Segment Start: Supplied data

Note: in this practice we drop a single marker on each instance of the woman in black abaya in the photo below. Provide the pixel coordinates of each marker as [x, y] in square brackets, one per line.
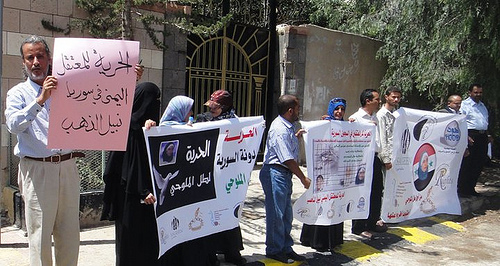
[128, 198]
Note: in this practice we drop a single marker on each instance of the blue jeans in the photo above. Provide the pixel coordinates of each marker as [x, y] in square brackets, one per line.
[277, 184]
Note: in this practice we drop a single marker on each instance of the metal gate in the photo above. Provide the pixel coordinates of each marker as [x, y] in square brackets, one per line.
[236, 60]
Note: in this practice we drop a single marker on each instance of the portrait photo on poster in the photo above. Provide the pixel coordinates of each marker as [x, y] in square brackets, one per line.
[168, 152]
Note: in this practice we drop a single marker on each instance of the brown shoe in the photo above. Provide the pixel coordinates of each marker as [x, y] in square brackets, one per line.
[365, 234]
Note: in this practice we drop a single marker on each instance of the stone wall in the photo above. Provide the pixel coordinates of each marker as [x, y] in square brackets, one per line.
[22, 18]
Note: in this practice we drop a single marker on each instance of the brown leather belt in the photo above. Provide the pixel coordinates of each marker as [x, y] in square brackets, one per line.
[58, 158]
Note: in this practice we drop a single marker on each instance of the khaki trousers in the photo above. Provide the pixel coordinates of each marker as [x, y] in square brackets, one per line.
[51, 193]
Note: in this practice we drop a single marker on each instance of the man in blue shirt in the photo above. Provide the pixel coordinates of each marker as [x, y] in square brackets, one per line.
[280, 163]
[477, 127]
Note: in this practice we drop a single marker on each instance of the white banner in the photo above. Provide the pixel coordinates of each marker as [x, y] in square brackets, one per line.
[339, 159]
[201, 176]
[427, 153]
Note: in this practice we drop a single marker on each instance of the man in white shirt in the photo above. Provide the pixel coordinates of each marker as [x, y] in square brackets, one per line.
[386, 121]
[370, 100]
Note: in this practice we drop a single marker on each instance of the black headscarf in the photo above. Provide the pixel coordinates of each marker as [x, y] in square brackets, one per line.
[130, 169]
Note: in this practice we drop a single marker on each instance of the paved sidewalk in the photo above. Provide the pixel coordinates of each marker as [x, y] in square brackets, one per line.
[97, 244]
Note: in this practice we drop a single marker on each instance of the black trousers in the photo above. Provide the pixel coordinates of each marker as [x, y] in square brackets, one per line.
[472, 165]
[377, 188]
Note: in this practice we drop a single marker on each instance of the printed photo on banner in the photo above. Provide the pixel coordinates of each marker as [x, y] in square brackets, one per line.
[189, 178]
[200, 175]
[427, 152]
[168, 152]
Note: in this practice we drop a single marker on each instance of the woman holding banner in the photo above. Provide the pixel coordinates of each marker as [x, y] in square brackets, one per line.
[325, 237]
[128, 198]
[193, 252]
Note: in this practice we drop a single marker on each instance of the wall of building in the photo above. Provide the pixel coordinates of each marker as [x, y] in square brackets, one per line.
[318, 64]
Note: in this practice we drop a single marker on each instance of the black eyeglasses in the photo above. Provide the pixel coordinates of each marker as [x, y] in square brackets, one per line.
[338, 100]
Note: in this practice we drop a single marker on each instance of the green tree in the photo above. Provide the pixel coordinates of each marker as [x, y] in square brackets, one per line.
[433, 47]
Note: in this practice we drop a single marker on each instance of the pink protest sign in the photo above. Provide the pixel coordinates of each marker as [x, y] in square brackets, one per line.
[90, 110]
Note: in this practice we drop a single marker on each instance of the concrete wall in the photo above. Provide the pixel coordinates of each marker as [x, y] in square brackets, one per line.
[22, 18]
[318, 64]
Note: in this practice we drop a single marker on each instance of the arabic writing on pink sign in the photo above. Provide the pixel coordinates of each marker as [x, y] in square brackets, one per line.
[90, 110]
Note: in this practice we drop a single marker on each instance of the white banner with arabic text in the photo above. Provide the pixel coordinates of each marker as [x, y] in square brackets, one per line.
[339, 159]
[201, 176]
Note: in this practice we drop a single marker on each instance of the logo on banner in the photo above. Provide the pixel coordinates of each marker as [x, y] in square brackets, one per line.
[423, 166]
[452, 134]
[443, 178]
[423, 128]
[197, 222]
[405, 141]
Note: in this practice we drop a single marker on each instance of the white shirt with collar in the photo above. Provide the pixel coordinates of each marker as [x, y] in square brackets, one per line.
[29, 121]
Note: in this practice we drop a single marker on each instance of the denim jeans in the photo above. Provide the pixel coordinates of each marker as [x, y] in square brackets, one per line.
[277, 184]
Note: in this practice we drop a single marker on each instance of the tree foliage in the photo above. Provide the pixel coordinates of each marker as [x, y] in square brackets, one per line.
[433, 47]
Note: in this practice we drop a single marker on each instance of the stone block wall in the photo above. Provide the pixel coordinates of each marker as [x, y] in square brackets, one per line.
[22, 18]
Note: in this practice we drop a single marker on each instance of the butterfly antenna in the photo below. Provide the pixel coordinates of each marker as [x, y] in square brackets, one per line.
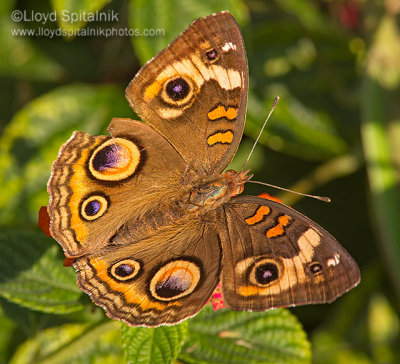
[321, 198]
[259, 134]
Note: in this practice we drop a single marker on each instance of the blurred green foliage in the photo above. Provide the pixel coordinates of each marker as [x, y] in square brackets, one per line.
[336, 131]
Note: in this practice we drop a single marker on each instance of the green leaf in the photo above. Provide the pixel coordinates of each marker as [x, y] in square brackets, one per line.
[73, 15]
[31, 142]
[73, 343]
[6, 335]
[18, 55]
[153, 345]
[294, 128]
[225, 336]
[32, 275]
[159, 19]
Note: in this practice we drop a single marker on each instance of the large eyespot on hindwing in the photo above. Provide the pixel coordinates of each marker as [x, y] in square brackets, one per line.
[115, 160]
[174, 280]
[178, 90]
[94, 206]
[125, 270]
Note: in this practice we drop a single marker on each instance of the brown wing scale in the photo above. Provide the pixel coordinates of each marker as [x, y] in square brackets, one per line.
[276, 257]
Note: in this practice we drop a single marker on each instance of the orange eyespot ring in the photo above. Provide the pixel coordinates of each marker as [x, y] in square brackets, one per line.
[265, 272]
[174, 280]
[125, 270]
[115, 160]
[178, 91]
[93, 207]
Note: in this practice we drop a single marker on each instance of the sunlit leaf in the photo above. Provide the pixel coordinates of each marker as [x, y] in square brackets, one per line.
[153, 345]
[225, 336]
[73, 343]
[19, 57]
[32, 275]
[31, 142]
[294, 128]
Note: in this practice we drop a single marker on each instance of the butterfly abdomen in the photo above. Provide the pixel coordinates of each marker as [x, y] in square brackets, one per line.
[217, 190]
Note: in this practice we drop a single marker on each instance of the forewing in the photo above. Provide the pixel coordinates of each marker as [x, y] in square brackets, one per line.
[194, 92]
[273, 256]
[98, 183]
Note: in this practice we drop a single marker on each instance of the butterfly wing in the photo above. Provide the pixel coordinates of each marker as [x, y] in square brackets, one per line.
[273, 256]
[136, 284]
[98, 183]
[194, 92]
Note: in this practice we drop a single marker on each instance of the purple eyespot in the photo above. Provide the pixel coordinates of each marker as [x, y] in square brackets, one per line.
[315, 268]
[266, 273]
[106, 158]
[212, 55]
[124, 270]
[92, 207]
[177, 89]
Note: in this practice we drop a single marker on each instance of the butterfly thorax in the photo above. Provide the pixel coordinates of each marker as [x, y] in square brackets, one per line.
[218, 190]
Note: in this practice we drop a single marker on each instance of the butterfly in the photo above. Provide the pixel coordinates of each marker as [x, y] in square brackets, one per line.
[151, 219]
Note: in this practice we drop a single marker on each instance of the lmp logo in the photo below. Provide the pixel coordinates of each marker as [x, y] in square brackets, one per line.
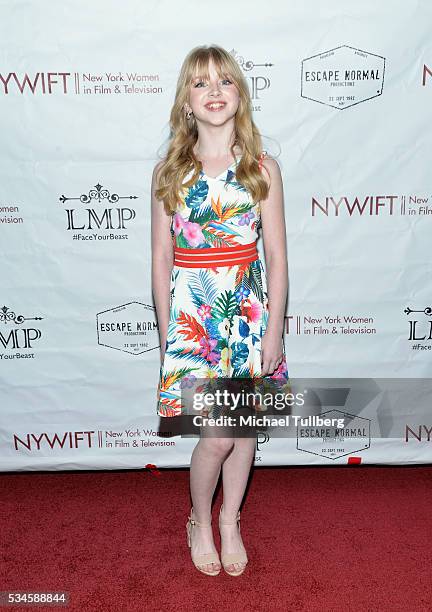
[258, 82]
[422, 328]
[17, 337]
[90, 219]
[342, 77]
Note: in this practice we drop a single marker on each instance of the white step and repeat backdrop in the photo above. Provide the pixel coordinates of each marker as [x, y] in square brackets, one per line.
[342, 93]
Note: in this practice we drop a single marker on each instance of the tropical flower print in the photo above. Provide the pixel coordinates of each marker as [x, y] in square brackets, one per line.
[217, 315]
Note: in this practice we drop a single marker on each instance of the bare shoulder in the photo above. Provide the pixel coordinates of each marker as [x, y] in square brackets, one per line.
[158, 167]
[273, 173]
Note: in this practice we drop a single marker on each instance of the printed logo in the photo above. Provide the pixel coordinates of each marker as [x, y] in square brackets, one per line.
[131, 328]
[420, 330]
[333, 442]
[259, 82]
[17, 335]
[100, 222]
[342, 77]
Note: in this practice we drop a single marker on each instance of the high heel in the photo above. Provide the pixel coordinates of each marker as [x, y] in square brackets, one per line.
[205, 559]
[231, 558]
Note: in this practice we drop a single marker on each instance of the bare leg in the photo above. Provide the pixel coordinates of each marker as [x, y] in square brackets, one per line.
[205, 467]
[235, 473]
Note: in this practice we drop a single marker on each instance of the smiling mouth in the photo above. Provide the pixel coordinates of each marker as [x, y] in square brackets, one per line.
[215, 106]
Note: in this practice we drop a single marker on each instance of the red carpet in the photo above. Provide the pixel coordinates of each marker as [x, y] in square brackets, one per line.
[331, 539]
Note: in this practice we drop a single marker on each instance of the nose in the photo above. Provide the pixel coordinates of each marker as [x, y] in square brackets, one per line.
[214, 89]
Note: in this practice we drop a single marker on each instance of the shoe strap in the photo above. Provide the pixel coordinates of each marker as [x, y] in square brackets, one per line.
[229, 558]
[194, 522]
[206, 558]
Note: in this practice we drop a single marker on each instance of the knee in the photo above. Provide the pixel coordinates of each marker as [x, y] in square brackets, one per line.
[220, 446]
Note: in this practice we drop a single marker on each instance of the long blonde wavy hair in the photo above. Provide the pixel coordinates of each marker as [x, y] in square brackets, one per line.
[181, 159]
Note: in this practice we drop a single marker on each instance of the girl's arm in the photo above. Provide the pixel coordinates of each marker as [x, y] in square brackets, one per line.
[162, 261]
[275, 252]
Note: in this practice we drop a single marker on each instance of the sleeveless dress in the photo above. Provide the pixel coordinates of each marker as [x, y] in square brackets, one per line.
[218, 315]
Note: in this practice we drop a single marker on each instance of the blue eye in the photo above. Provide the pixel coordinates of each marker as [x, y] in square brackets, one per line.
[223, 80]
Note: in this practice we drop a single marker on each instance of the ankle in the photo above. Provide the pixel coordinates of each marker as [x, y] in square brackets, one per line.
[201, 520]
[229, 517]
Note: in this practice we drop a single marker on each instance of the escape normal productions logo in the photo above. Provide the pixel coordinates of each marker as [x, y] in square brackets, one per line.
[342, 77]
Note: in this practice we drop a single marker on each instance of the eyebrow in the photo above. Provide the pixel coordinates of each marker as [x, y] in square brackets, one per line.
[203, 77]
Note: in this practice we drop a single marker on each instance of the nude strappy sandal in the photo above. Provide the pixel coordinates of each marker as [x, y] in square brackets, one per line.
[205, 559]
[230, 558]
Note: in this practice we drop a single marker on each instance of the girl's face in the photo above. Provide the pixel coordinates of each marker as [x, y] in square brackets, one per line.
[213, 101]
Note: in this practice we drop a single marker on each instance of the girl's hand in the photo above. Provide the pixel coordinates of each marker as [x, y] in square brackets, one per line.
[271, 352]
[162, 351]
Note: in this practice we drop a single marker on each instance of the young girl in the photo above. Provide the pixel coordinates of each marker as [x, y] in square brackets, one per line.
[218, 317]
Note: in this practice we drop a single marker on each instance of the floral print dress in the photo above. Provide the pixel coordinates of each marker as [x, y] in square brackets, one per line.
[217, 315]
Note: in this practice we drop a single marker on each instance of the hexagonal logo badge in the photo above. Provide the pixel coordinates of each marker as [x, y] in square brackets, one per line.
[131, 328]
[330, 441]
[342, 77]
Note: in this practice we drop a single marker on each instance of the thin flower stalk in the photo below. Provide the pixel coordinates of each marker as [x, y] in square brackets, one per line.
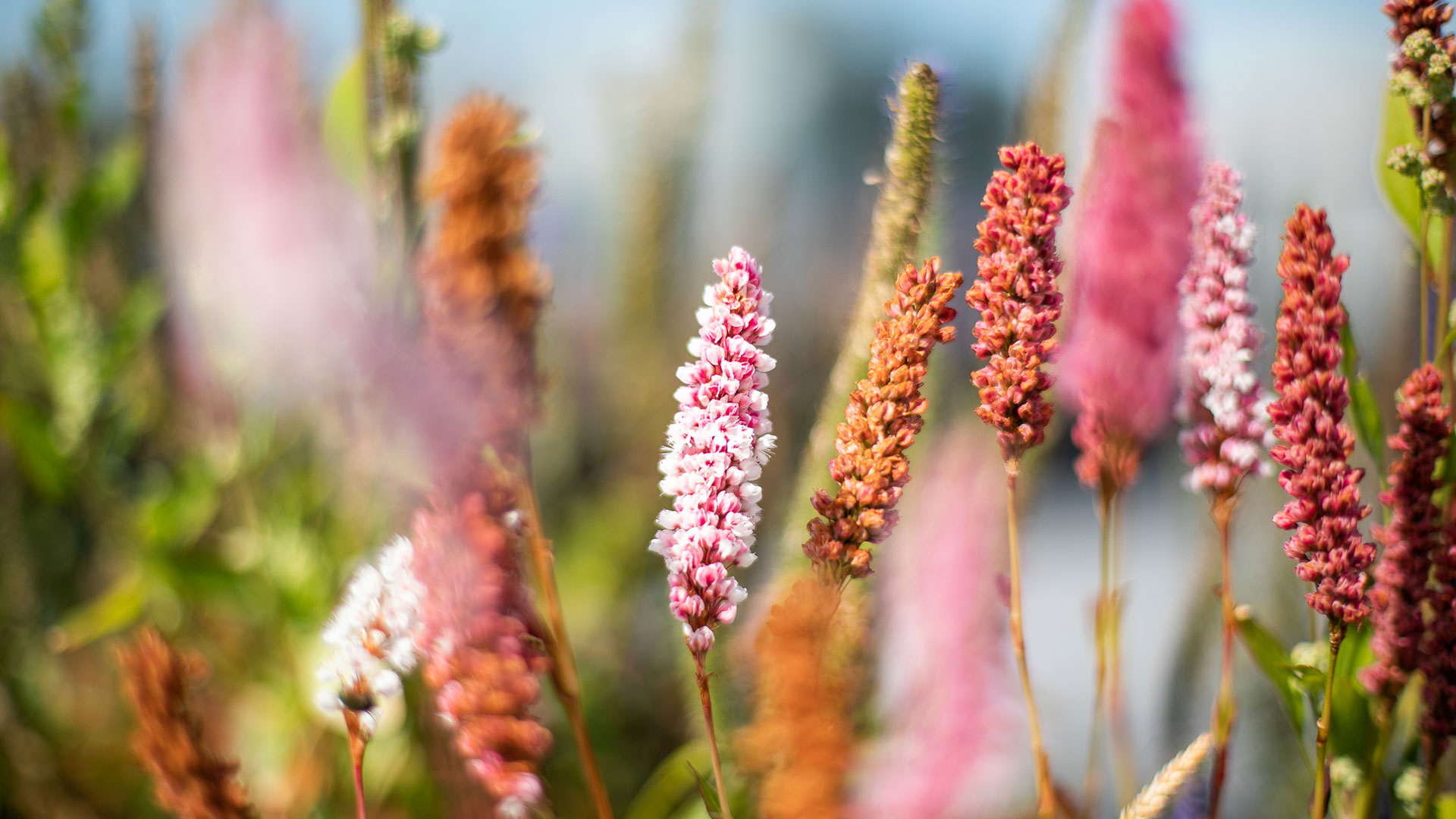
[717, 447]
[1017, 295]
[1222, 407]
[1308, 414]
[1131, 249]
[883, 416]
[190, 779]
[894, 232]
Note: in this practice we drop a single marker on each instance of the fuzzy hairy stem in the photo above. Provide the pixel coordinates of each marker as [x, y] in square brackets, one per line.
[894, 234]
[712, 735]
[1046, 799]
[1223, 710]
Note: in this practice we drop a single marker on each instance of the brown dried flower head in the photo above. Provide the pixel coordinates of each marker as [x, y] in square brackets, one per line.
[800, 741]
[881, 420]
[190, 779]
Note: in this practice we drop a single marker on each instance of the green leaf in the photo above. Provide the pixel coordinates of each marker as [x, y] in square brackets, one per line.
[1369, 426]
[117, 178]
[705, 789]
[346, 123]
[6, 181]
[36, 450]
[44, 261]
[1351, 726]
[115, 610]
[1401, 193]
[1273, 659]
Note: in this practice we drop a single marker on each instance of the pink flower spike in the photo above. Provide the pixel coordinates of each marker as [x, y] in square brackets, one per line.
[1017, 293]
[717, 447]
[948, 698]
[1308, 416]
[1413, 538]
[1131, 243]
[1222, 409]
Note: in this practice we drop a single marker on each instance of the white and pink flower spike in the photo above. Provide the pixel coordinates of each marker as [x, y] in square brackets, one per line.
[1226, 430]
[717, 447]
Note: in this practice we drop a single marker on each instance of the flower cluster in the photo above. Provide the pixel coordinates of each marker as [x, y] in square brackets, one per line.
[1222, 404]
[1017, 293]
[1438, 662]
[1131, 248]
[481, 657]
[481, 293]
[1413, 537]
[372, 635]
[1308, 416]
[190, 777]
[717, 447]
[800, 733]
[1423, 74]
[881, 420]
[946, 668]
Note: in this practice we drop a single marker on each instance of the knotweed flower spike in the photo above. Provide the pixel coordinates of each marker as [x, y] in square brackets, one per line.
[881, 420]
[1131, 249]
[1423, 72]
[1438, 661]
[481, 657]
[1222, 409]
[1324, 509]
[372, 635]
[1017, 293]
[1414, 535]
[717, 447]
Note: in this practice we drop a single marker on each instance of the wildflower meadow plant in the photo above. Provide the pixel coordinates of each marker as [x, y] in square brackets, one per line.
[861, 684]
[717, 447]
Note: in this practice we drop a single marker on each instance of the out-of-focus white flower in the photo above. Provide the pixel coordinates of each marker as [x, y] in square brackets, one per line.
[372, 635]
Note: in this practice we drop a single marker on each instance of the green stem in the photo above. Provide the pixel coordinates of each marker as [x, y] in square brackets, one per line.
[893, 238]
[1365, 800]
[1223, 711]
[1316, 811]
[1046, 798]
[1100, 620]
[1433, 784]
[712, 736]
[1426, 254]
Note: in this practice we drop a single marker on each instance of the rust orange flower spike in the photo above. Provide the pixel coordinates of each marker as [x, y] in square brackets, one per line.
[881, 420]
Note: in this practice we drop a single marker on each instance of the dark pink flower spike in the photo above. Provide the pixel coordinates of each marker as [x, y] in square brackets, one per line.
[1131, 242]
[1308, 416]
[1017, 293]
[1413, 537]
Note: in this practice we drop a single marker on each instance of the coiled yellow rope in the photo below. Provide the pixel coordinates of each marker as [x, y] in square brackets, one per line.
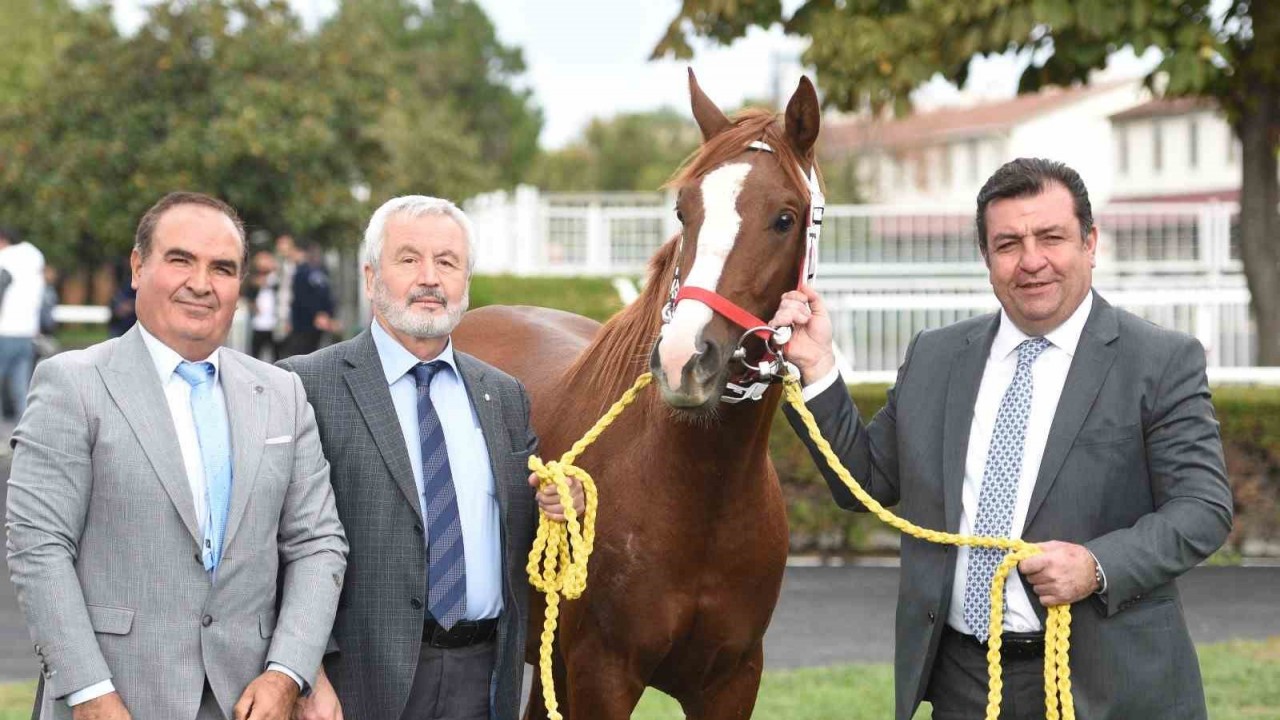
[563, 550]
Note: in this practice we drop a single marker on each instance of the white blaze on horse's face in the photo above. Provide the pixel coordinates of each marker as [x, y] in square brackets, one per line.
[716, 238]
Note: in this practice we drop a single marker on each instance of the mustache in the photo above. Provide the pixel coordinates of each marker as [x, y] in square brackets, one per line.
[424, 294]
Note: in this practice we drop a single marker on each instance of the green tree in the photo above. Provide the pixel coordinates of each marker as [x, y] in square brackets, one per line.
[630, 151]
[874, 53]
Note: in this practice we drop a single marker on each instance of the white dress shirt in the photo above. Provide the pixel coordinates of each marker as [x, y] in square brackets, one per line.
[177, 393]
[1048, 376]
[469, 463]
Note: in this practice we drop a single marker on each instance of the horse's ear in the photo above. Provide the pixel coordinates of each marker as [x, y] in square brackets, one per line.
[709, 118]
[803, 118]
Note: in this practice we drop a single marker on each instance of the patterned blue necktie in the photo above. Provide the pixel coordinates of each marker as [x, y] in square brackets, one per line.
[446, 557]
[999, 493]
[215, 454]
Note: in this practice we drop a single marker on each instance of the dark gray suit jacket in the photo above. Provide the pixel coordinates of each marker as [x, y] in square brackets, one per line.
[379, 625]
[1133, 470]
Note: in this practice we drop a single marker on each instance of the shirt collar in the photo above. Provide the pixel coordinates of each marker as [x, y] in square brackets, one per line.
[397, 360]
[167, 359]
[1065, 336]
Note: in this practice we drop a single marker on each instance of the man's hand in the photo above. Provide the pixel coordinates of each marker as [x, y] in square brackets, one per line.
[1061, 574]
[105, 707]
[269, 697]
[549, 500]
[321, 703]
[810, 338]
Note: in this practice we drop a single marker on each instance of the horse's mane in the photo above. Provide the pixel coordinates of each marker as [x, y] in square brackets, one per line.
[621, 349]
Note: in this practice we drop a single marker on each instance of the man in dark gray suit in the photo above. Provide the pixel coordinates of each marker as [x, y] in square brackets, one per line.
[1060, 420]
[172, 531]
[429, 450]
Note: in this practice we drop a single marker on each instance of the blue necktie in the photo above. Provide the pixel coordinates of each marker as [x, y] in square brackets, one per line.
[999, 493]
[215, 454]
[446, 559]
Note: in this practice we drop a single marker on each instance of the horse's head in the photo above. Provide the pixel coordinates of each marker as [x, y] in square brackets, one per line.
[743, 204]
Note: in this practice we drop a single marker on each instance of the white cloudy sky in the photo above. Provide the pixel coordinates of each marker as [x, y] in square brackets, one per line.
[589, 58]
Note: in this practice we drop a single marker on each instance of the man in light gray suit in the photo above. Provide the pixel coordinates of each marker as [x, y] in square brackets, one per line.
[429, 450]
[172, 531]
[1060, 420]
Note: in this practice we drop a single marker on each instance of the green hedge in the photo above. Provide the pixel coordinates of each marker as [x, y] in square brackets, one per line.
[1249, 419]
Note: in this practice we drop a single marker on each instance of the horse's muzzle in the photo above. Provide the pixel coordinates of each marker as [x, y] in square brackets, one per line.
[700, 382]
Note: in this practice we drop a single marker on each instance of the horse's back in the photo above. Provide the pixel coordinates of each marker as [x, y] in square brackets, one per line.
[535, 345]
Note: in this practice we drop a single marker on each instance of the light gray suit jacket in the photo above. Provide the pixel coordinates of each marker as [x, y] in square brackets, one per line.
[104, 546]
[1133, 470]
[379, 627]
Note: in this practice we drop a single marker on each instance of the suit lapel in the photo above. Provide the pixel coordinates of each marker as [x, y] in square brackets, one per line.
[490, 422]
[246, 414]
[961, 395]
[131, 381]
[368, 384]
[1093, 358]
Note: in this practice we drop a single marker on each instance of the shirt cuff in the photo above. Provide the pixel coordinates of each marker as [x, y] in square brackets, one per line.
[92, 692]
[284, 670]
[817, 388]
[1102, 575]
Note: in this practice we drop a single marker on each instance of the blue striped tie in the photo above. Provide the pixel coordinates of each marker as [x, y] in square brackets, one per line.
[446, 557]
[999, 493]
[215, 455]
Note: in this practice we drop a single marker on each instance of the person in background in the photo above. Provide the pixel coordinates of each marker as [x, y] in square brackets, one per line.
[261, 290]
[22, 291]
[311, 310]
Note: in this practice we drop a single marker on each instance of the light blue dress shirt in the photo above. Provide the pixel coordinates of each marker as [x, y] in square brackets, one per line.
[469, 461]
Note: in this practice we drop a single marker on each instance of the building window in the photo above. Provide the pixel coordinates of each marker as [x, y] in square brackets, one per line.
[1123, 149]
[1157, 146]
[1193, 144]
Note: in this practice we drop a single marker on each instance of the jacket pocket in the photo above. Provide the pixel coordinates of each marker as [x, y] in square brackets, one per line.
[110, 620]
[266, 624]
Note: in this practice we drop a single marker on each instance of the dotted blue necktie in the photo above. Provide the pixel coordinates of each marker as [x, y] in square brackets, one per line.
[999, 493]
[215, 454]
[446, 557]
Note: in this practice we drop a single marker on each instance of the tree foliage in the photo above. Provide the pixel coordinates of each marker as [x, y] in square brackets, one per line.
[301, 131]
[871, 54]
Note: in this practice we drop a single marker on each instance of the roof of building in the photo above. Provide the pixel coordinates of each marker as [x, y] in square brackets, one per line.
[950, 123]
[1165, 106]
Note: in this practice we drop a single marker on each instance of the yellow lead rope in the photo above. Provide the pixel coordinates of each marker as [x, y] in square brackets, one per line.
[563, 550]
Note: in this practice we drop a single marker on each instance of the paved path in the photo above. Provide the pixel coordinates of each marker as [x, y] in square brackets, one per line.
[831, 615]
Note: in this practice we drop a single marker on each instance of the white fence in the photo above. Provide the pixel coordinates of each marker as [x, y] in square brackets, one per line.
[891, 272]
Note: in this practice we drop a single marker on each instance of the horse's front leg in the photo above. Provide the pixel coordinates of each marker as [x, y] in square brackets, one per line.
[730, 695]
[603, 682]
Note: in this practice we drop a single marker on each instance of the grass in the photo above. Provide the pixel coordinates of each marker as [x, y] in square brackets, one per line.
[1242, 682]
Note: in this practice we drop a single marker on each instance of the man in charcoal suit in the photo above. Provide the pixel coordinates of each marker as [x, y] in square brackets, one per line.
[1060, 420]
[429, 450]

Segment End: Supplied data

Starting from the line containing "the horse's front" and ending with the final line of the data, reproduce each line exactly as it appears, including no other lines.

(Response box):
Note: in this practice we drop a single marker on each instance of the horse's front leg in the photo above. Provide the pixel coordinates of each marker as [x, y] in square brackets, one per line.
[730, 695]
[603, 682]
Note: in this practice we drop a single marker on each instance of the grass in the photo above. Provide the pixel coordinates of each marker as [x, y] in square brackets, one per line.
[1242, 682]
Note: in this practice we drop a single marker on each instance of the man in charcoal suit in the photo above. Provide the pixel coordinates of each marker as [x, y] in square brackets, one per line.
[1060, 420]
[429, 450]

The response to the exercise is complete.